◆ **Required task**: Pick out every line in the items below that contains the string "nose", and copy each one. The match is case-sensitive.

◆ **The records**:
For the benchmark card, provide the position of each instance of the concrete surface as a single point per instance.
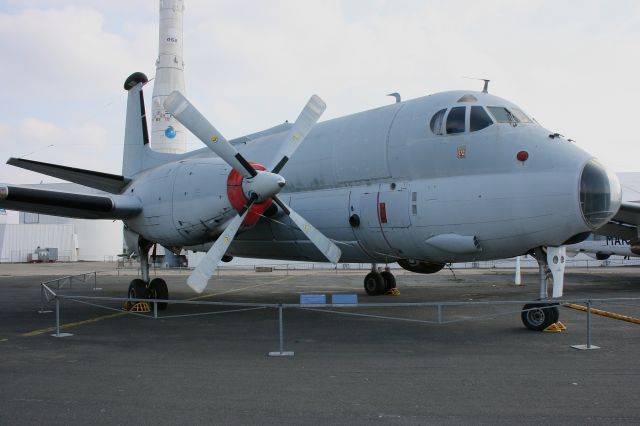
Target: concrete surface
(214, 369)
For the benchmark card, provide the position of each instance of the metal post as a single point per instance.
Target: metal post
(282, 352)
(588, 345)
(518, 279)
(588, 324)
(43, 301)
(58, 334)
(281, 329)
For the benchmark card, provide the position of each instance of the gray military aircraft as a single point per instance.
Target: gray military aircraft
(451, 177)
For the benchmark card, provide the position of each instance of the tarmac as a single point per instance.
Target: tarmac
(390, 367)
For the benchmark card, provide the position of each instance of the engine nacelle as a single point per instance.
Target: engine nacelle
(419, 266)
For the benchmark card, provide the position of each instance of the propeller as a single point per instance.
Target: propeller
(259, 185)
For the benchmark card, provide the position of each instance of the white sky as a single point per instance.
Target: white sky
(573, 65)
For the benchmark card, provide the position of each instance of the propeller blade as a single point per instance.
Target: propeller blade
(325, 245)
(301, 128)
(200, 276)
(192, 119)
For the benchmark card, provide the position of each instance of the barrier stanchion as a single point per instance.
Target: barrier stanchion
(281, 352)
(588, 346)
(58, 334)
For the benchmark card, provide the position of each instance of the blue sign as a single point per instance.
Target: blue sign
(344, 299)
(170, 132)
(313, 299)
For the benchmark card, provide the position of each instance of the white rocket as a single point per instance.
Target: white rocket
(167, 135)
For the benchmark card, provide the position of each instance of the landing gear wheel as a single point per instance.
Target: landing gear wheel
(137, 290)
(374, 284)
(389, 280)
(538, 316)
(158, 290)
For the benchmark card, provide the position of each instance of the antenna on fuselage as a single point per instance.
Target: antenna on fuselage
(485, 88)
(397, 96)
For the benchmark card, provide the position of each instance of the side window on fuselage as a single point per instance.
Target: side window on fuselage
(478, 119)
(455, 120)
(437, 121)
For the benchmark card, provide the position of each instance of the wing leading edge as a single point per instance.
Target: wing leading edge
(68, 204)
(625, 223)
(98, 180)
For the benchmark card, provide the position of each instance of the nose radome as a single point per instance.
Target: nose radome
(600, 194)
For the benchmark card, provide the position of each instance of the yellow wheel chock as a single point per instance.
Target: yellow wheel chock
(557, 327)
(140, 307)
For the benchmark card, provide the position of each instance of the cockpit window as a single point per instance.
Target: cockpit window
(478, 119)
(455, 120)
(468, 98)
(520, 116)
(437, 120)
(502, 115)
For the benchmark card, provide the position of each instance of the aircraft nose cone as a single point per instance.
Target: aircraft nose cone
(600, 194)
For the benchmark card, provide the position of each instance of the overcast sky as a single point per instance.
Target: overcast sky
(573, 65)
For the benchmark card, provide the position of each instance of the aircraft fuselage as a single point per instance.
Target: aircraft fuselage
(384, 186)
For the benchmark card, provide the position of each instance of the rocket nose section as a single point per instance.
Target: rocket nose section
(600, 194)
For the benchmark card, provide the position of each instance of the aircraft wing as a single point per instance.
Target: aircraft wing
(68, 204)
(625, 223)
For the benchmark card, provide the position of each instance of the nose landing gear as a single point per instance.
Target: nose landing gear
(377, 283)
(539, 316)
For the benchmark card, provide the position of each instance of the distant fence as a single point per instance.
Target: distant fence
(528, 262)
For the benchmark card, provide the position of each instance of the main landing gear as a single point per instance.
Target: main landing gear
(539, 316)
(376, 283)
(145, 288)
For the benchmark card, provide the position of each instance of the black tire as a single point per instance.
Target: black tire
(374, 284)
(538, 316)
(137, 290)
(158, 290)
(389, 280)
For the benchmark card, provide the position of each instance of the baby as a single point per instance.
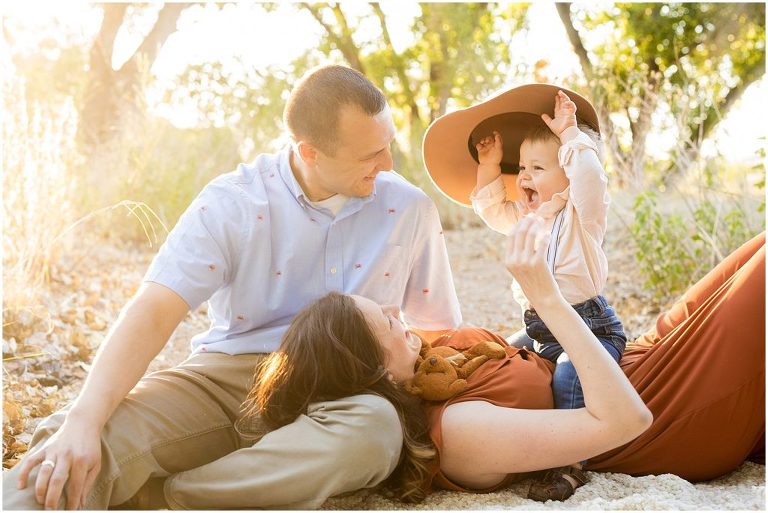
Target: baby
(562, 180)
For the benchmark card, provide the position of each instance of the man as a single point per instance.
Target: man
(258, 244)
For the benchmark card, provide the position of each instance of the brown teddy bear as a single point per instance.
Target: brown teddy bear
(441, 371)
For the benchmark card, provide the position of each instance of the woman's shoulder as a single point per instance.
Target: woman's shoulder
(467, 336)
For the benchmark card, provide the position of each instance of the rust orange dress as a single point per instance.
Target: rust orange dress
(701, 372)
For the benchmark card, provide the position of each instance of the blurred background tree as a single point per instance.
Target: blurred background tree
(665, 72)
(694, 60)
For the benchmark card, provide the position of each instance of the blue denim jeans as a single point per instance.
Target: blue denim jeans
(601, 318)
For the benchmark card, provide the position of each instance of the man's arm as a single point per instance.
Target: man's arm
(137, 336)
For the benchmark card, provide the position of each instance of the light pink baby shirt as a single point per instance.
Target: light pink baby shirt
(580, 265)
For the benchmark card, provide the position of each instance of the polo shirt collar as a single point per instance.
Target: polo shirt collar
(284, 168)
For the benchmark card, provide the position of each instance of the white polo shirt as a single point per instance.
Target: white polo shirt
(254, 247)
...
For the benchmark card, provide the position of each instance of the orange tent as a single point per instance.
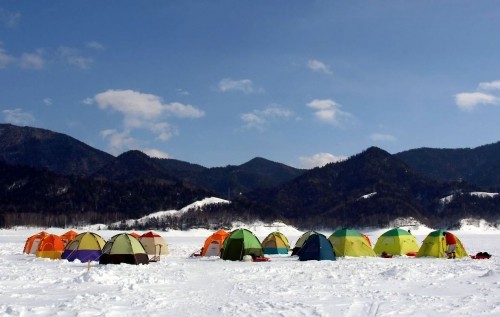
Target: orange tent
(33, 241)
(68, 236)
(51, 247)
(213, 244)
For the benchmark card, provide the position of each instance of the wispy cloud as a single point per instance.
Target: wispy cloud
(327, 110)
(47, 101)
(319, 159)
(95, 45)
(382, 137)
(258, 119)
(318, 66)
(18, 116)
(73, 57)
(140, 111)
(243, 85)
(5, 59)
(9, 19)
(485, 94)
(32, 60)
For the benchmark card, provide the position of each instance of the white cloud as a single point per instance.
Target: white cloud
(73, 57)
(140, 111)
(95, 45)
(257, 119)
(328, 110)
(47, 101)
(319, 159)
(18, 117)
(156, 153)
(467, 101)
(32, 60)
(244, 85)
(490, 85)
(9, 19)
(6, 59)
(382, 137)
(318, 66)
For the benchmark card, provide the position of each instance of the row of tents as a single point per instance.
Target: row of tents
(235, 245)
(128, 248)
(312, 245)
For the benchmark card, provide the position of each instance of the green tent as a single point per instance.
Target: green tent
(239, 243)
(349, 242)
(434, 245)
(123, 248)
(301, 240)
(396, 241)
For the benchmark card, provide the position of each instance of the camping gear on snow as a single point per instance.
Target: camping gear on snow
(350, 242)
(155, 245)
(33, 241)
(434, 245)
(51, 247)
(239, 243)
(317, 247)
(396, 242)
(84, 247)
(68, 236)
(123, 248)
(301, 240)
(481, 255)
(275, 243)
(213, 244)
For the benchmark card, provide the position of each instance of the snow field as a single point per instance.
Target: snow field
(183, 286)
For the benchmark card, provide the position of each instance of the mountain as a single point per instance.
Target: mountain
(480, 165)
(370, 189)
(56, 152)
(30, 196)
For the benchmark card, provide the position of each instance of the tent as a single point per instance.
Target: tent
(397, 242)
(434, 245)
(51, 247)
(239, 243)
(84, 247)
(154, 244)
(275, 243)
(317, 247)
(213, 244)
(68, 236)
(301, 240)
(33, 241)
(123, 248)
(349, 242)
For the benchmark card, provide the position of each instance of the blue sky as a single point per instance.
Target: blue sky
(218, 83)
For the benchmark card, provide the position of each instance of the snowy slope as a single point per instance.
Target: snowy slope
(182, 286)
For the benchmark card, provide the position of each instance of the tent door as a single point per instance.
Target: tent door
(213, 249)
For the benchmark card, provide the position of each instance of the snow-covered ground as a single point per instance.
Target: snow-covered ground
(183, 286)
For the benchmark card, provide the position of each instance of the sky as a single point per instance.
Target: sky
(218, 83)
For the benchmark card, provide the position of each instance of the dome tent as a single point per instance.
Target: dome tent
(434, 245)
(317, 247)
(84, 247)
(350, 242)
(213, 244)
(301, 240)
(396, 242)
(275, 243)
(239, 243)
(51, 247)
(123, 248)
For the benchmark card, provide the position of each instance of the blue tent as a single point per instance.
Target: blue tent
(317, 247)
* * *
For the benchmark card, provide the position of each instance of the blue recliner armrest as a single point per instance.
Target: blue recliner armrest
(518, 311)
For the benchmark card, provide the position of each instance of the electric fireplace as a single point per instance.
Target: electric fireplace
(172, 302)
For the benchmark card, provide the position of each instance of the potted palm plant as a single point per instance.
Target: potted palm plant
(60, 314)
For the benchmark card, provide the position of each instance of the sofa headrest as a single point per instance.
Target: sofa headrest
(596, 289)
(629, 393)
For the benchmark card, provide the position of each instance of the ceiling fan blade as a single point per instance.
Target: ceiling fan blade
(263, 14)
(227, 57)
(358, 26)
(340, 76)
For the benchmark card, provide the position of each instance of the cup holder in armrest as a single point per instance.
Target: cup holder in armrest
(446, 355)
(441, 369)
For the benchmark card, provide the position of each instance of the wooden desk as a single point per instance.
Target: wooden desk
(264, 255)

◆ **Answer to the problem**:
For the benchmark card, provide the position of each instance of the nose radome as a single point per instance.
Target: nose radome
For the benchmark card, provide the position of each instance of the aircraft nose cone as a single point per instance.
Target: aircraft nose cone
For the benchmark card, provide the position of each instance of the rocket nose section as a single point per instance.
Target: rocket nose section
For the benchmark card, provide the position of each instance of the nose landing gear as a single point per instance.
Target: nose landing gear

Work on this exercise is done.